**What the task asks**
Continue the article on Whidbey ferry electrification and staffing from where it stops.

**Provided passage**

_ _ _

Whidbey commuters get update on ferry electrification, staffing concerns
Clinton's ferry overhaul was 30% designed, but Whidbey riders were told the real payoff is still years away while staffing gains have cut cancellations.

Whidbey commuters heard two messages at once: Washington State Ferries is making progress on cleaner terminals and boats, but the relief riders care about most will take years to arrive. At the same time, the agency said its hiring push has helped cut cancellations to the lowest level since 2020, a change that matters immediately to South Whidbey families, workers and businesses that depend on the Mukilteo-Clinton run.
Clinton is one of four terminals where electrification work is already underway. Agency staff said design for the Clinton terminal is about 30% complete, with final design expected next summer, construction anticipated in fall 2027 and operations at Clinton ideally starting by 2029. The terminal’s overhead-loading improvement project carries $40 million in funding and a 2026-2029 timeline, and the agency said it also plans a new walkway at the ferry terminal to make boarding easier and safer.

_ _ _

**Material provided**
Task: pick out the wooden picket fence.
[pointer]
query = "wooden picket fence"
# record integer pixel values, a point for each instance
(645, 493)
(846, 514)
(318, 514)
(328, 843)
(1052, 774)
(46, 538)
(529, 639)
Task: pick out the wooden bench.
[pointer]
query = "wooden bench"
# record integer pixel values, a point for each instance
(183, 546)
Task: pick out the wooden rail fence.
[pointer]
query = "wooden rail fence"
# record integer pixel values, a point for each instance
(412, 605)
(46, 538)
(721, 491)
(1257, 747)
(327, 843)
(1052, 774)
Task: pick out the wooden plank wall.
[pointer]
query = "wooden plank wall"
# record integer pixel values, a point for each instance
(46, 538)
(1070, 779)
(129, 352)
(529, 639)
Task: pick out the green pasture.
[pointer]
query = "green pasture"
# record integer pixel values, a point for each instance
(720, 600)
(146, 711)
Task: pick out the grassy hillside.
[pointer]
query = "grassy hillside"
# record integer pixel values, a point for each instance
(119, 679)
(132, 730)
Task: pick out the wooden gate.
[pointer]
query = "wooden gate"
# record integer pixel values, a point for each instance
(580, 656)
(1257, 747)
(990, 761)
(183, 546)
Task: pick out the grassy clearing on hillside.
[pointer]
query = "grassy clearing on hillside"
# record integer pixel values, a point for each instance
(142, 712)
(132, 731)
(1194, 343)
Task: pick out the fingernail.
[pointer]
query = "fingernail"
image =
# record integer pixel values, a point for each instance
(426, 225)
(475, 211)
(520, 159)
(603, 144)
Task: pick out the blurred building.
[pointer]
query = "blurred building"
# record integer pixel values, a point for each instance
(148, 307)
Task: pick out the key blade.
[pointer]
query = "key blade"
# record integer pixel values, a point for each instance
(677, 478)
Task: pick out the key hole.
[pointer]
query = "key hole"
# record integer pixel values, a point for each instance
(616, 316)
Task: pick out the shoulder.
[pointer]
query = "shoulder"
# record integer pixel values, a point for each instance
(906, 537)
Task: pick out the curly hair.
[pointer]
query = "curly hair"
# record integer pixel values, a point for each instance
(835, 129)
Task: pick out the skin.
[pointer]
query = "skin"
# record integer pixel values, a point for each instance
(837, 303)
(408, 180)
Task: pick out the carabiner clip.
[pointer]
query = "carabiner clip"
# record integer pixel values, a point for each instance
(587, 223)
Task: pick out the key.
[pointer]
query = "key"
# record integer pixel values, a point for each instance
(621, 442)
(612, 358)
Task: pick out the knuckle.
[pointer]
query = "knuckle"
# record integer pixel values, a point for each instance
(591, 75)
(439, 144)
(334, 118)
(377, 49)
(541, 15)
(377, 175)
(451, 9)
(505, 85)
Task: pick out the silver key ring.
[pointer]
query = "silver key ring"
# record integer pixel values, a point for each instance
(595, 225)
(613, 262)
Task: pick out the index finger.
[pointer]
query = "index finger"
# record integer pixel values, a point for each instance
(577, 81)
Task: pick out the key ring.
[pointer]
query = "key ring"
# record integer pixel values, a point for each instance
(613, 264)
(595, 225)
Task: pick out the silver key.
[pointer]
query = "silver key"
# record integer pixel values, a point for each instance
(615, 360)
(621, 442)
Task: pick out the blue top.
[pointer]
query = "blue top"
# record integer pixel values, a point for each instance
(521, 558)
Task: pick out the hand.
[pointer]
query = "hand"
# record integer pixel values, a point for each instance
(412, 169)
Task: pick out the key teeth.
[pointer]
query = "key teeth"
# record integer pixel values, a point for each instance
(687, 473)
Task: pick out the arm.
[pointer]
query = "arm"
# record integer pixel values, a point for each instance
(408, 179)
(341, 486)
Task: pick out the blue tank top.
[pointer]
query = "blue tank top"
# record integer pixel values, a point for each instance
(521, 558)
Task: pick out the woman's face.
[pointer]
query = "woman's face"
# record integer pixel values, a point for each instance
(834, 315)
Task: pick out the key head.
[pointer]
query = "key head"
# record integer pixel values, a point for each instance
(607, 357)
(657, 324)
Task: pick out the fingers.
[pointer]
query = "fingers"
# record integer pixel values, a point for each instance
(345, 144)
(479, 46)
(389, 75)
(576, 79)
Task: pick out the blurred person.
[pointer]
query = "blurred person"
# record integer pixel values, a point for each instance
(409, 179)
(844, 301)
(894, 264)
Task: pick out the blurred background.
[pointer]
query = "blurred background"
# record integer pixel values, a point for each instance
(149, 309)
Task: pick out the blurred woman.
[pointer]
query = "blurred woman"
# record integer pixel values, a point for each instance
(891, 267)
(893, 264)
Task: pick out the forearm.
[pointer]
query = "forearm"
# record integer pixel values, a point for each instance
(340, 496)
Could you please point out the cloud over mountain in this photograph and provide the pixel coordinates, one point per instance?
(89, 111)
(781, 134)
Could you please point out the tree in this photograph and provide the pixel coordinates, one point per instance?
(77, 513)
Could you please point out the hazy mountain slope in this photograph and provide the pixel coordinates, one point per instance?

_ _ _

**Reply to the task**
The broader program is much larger than one terminal. Washington State Ferries says it is working toward a 70% cut in greenhouse gas emissions by 2040 by electrifying as many as 16 terminals, building 16 new hybrid vessels and retrofitting six existing diesel ferries. The state transportation department says ferry operations are the biggest source of greenhouse gas emissions among Washington state agencies, and that the system burns about 19 million gallons of diesel each year to carry nearly 20 million passengers.
For Whidbey riders, the Mukilteo-Clinton route is the key piece. The run carried 3.7 million riders in 2023 and again 3.7 million riders in 2025, making it one of the busiest in the system. WSDOT said the first new vessels in the electrification program will serve that route, which means the payoff for South Whidbey will come only after the terminal and vessel work is far enough along to change how the line operates day to day.

The near-term story is still about reliability. Washington State Ferries said it has hired more than 250 employees since 2022, reversing a difficult staffing stretch. The agency said cancellations fell from 2,620 in 2024 to 2,222 in 2025, the lowest since 2020, and that it completed 98.6% of scheduled sailings in 2025. Full service was restored to three routes in June 2025, in part because of hiring and training efforts, though crewing shortages tied to the pandemic have not disappeared.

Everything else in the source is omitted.